EXERCISE INSTRUCTIONS: Print the data below exactly as it stands, and keep the pictures out.

INFORMATION SUPPLIED:

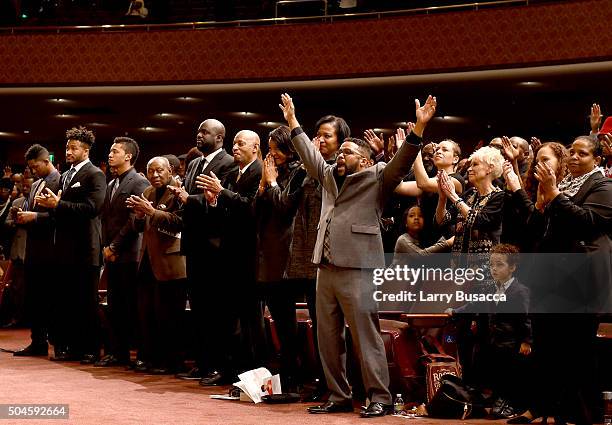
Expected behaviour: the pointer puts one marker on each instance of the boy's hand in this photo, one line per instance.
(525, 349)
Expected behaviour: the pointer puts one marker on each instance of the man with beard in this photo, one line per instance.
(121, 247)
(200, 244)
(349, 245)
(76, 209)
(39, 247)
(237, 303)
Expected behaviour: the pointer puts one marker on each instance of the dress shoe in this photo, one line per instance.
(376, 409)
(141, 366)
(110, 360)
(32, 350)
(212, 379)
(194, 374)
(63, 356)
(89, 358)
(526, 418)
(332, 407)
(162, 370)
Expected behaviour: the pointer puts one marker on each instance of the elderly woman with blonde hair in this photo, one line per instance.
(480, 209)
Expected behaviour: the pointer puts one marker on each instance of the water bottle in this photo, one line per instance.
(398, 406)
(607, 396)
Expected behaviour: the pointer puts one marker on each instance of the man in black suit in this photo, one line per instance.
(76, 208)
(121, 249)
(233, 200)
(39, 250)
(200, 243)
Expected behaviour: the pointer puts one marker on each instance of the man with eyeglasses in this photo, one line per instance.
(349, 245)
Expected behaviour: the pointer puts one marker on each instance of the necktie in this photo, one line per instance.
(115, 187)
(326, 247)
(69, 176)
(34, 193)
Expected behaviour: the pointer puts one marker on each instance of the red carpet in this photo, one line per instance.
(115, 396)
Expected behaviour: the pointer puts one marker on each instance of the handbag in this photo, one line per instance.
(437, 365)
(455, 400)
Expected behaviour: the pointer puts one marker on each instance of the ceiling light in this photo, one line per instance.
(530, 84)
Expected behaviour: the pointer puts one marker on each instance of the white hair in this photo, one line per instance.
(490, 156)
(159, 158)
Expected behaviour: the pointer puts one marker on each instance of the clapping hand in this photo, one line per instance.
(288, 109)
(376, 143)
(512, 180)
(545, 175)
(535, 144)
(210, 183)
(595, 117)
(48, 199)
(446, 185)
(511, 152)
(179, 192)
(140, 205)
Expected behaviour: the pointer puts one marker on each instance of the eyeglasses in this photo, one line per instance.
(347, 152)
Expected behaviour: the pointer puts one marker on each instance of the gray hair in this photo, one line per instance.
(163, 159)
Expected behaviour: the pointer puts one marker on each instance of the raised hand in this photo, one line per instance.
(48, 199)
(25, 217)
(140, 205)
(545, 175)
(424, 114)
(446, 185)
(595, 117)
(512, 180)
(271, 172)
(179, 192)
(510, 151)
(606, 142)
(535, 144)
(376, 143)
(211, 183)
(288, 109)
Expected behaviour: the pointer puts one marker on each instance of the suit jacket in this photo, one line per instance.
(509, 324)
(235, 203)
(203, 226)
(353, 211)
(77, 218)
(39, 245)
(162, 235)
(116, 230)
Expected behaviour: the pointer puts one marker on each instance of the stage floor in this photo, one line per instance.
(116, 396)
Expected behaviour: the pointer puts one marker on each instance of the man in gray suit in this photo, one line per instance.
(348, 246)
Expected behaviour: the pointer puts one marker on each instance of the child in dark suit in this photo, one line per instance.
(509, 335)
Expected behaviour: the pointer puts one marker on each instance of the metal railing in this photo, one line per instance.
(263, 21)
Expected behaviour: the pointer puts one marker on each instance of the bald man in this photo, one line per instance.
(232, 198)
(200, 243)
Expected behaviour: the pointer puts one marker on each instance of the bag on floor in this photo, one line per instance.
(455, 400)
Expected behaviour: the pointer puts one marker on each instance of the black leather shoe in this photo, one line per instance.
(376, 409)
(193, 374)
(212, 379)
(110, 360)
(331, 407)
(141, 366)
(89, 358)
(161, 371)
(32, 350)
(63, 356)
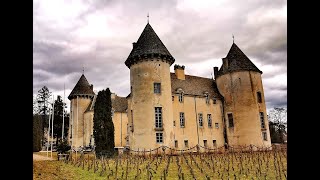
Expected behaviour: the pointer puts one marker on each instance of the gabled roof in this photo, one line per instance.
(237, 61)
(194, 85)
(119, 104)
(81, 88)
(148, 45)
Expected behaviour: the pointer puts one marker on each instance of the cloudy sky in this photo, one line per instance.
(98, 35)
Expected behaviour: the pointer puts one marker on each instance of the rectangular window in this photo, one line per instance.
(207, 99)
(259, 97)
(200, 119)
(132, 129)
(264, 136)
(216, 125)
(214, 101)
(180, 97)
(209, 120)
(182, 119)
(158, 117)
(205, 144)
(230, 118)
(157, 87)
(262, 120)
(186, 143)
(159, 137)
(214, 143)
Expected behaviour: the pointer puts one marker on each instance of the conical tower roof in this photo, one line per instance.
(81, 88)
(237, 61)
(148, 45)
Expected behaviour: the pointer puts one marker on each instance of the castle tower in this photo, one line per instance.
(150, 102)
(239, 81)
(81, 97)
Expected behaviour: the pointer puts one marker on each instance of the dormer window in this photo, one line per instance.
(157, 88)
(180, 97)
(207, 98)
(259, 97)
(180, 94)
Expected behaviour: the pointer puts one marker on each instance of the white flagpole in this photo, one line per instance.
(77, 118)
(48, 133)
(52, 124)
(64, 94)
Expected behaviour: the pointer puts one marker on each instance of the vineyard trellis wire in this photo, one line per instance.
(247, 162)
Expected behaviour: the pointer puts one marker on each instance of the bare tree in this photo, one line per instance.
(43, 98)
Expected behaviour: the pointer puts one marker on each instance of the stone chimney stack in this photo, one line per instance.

TASK ANSWER:
Expected behaviour: the pointer puts one marker on each instance of the boy's hand in this photo, one line per instance.
(525, 349)
Expected behaviour: the pointer puts one marker on each instance of the man with beard in this photo, one line per instance.
(121, 247)
(200, 244)
(349, 245)
(76, 209)
(39, 247)
(237, 303)
Expected behaviour: the pointer puts one marker on each instance of the dress shoe in this photo, one line per instance.
(376, 409)
(141, 366)
(110, 360)
(32, 350)
(212, 379)
(194, 374)
(63, 356)
(89, 358)
(526, 418)
(332, 407)
(162, 370)
Expected behaviour: the pointer puts one marker on each instance of the elderly woman with blonde hair in this photo, one line per instance.
(480, 209)
Expected behaviour: the pointer puts one marker on each instance of the water bottle in this photo, one line per instance.
(398, 406)
(607, 396)
Expected behaviour: the pointer puts one marker on each instance of the man in black suit in this photo, one line per instance.
(76, 208)
(121, 249)
(233, 200)
(39, 250)
(200, 243)
Expected behaviour: the pointer puts one marker on each instance of the man with eyeglasses in this photo, one line per instance.
(349, 245)
Expected behaviour: the pointer puts one marker on each instance of the necktie in this photo, one line per instance.
(115, 187)
(326, 247)
(69, 176)
(34, 193)
Expected behaviour: the pointer puts one marker on each instance of the red carpet in this photo, one line per instance.
(115, 396)
Expected behaviour: the pointer puts one marker on each instance of the handbag in this photo, one line per instance.
(437, 365)
(455, 400)
Expected behaviour: the pointer puts one marker on each instance of the ceiling light in this photo, one line per instance.
(530, 84)
Expected behaviour: the pointer puts one marker on each instance of the white hair in this photo, one line per instance.
(490, 156)
(159, 158)
Expected behaviour: the pointer puts one marker on each instance of the clapping hand in this photo, one line per instance.
(288, 109)
(376, 143)
(512, 180)
(545, 175)
(535, 144)
(210, 183)
(595, 117)
(48, 199)
(446, 185)
(511, 152)
(179, 192)
(140, 205)
Expected behaviour: the pointer puts one marker on each instance of the eyeglasses in this photo, one line per instance.
(347, 152)
Expected behaviour: the pointer puts one marker on each instance of the gray hair in this photo, one line per instance.
(163, 159)
Expected behaviour: the pointer puts one marker on each instance of the raised hand in this photo, one line per instance.
(48, 199)
(25, 217)
(140, 205)
(545, 175)
(424, 114)
(446, 185)
(595, 117)
(512, 180)
(271, 172)
(179, 192)
(510, 151)
(606, 142)
(535, 144)
(376, 143)
(211, 183)
(288, 109)
Expected behaviour: the pointer puts one marker on each instance of the suit jacket in this photo, one line per instance.
(509, 324)
(235, 203)
(203, 226)
(353, 211)
(77, 218)
(39, 245)
(162, 235)
(116, 230)
Expected behaviour: the pointer puts one marker on each instance of the stage floor in this photo, one line per instance.
(116, 396)
Expected behaviour: the pointer puts one marker on each instance of the man in gray suit in this photo, one line per instance.
(348, 246)
Expected behaviour: the pointer puts one marker on each instance of the child in dark suit in this photo, one line per instance.
(509, 335)
Expected behaviour: the pointer puts one marker on each instance of the metal railing in this photo, one line per instance.
(263, 21)
Expected behaviour: the pointer puts one marker on each instance of the bald man in this photo, one line per instance.
(232, 198)
(200, 243)
Expected behaviour: the pointer puts one marker on each instance of the bag on floor in this photo, one line per instance.
(455, 400)
Expected behaviour: the pointer puts one marker on each instance of the black leather shoe in this photo, one line per instance.
(376, 409)
(193, 374)
(212, 379)
(110, 360)
(331, 407)
(141, 366)
(89, 358)
(161, 371)
(32, 350)
(63, 356)
Expected behaviour: the pointer puts one marker on each instance of the gabled roof in this photo, one line per instance.
(237, 61)
(194, 85)
(119, 104)
(81, 88)
(148, 45)
Expected behaviour: the pointer puts one marker on each instance of the cloudy sky in this photo, one line per instance.
(98, 35)
Expected behaviour: the pointer puts one marker on each instance of the rectangular window in this photo, one line per instance.
(207, 99)
(259, 97)
(200, 119)
(132, 129)
(264, 136)
(216, 125)
(214, 101)
(180, 97)
(209, 120)
(182, 119)
(158, 117)
(205, 144)
(230, 118)
(157, 87)
(262, 120)
(186, 143)
(159, 137)
(214, 143)
Expected behaviour: the pointer puts one marker on each instance of the conical tower roof in this photo, one line per instance.
(81, 88)
(237, 61)
(148, 45)
Expected behaviour: the pointer puts one marker on each instance of the castle tower in this photo, one line per instance.
(150, 102)
(239, 81)
(81, 97)
Expected behaviour: the pointer puts one marker on each instance of the dormer window in this photo, one line per instance.
(157, 88)
(180, 97)
(207, 98)
(259, 97)
(180, 94)
Expected behaviour: the pointer puts one marker on each instance of the white flagpole in this photo, one line per instance.
(77, 118)
(48, 133)
(52, 124)
(64, 94)
Expected behaviour: the pointer puts one marker on each instance of the vineyard trellis wire in this photo, one line per instance.
(247, 162)
Expected behaviour: the pointer puts one marker on each instance of the bare tree in this photo, one line per instance.
(43, 98)
Expected behaviour: the pointer puts one marker on each instance of the stone chimney stack in this photo, one line per instance.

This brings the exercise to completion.